**TASK REQUIREMENTS**
Set down the entries that follow exactly as written, leaving out any images.

──────── RECORDS FOR PROCESSING ────────

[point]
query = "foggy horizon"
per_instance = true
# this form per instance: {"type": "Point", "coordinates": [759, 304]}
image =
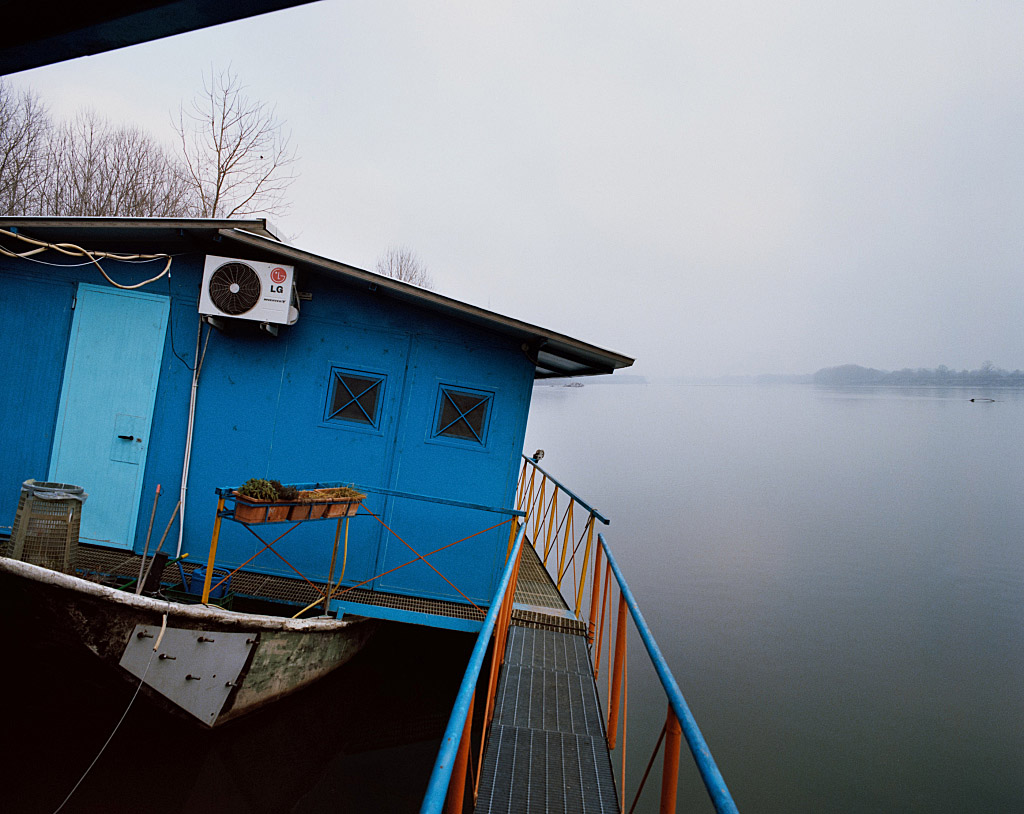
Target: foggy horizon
{"type": "Point", "coordinates": [737, 189]}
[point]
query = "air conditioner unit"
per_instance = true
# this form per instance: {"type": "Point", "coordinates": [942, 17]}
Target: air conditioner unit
{"type": "Point", "coordinates": [248, 290]}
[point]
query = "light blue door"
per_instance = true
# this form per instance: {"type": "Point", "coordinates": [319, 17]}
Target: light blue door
{"type": "Point", "coordinates": [107, 399]}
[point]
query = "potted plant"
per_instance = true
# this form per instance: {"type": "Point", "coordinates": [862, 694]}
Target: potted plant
{"type": "Point", "coordinates": [315, 505]}
{"type": "Point", "coordinates": [341, 501]}
{"type": "Point", "coordinates": [255, 503]}
{"type": "Point", "coordinates": [290, 495]}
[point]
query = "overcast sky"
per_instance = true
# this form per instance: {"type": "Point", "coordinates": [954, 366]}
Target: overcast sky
{"type": "Point", "coordinates": [726, 187]}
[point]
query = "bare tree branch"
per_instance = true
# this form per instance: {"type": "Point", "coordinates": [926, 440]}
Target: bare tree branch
{"type": "Point", "coordinates": [238, 160]}
{"type": "Point", "coordinates": [401, 263]}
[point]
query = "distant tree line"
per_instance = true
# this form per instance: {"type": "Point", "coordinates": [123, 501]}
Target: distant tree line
{"type": "Point", "coordinates": [987, 375]}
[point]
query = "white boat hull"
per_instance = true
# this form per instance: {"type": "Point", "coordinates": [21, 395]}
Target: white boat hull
{"type": "Point", "coordinates": [212, 665]}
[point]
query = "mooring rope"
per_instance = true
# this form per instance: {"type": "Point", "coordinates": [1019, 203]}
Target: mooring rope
{"type": "Point", "coordinates": [141, 681]}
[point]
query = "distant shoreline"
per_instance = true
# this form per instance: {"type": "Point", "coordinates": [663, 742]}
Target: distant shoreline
{"type": "Point", "coordinates": [844, 375]}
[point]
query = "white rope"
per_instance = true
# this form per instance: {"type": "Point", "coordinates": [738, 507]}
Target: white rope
{"type": "Point", "coordinates": [71, 250]}
{"type": "Point", "coordinates": [124, 715]}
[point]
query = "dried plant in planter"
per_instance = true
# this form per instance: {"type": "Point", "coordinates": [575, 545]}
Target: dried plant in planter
{"type": "Point", "coordinates": [255, 503]}
{"type": "Point", "coordinates": [342, 501]}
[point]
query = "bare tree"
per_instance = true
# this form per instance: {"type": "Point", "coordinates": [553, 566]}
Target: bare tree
{"type": "Point", "coordinates": [25, 132]}
{"type": "Point", "coordinates": [401, 263]}
{"type": "Point", "coordinates": [238, 159]}
{"type": "Point", "coordinates": [95, 168]}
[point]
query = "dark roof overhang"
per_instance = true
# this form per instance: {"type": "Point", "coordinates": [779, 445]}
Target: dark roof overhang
{"type": "Point", "coordinates": [553, 354]}
{"type": "Point", "coordinates": [38, 34]}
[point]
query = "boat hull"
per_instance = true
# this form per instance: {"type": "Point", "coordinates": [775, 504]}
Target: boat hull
{"type": "Point", "coordinates": [280, 655]}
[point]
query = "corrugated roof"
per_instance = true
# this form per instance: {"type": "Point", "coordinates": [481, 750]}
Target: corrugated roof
{"type": "Point", "coordinates": [554, 354]}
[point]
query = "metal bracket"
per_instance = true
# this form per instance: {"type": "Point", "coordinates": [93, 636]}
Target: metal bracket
{"type": "Point", "coordinates": [197, 670]}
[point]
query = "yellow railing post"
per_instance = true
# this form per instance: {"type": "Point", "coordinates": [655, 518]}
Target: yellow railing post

────────

**RESPONSE BELOW**
[point]
query = "foggy horizon"
per_instance = true
# this form per instance: {"type": "Point", "coordinates": [759, 304]}
image =
Target: foggy horizon
{"type": "Point", "coordinates": [737, 189]}
[point]
query = "air conditioner unit"
per_instance = true
# this form per instance: {"type": "Point", "coordinates": [942, 17]}
Target: air conditioner unit
{"type": "Point", "coordinates": [248, 290]}
[point]
query = "light blue door"
per_instance = true
# this form per instance: {"type": "Point", "coordinates": [319, 17]}
Target: light blue door
{"type": "Point", "coordinates": [107, 399]}
[point]
query = "potted plant"
per_instance = true
# this form per instance: {"type": "Point", "coordinates": [862, 694]}
Target: potted plant
{"type": "Point", "coordinates": [315, 505]}
{"type": "Point", "coordinates": [341, 501]}
{"type": "Point", "coordinates": [255, 503]}
{"type": "Point", "coordinates": [290, 495]}
[point]
query = "overcast sky"
per_instance = true
# this form per instance: {"type": "Point", "coordinates": [954, 366]}
Target: overcast sky
{"type": "Point", "coordinates": [726, 187]}
[point]
query = "bare tree branch"
per_instance = true
# this form per instance: {"type": "Point", "coordinates": [926, 440]}
Target: bare tree branch
{"type": "Point", "coordinates": [238, 160]}
{"type": "Point", "coordinates": [401, 263]}
[point]
query = "distant tree line"
per_instance = true
# this form per instance: {"type": "Point", "coordinates": [123, 501]}
Target: distant tree line
{"type": "Point", "coordinates": [987, 375]}
[point]
query = "white boat hull"
per_instance = true
# this form per instance: {"type": "Point", "coordinates": [21, 395]}
Target: white boat hull
{"type": "Point", "coordinates": [212, 665]}
[point]
query = "mooring rope"
per_instance = true
# this form per instance: {"type": "Point", "coordinates": [1019, 203]}
Target: mooring rope
{"type": "Point", "coordinates": [141, 681]}
[point]
query = "distant shoreline"
per_instance = true
# this form per instance: {"type": "Point", "coordinates": [663, 742]}
Target: distant shoreline
{"type": "Point", "coordinates": [844, 375]}
[point]
query = "white rope"
per_instance = true
# this form per instance: {"type": "Point", "coordinates": [738, 507]}
Target: white rope
{"type": "Point", "coordinates": [71, 250]}
{"type": "Point", "coordinates": [124, 715]}
[point]
query = "dried plant in planter"
per_instance = true
# this form per instance: {"type": "Point", "coordinates": [575, 545]}
Target: dried plant in planter
{"type": "Point", "coordinates": [255, 503]}
{"type": "Point", "coordinates": [342, 501]}
[point]
query = "bare tree"
per_instance = true
# this form per instance: {"type": "Point", "coordinates": [553, 566]}
Target: bare tree
{"type": "Point", "coordinates": [25, 132]}
{"type": "Point", "coordinates": [401, 263]}
{"type": "Point", "coordinates": [238, 159]}
{"type": "Point", "coordinates": [95, 168]}
[point]
query = "dark roof overhang"
per_instance = true
# this form per instance: {"type": "Point", "coordinates": [779, 445]}
Target: dark roof overhang
{"type": "Point", "coordinates": [553, 354]}
{"type": "Point", "coordinates": [38, 34]}
[point]
query = "boat hull"
per_instance = true
# this form per instance: {"type": "Point", "coordinates": [775, 504]}
Target: boat hull
{"type": "Point", "coordinates": [280, 655]}
[point]
query = "corrugated roof"
per_instance = true
# this form per instance: {"type": "Point", "coordinates": [481, 750]}
Target: corrugated roof
{"type": "Point", "coordinates": [554, 354]}
[point]
query = "metal bracket"
per_instance = true
# this form per instance: {"type": "Point", "coordinates": [93, 636]}
Target: metal bracket
{"type": "Point", "coordinates": [197, 670]}
[point]
query = "yellow railing post"
per_instance = true
# this form per instance: {"type": "Point", "coordinates": [655, 518]}
Target: yellow railing post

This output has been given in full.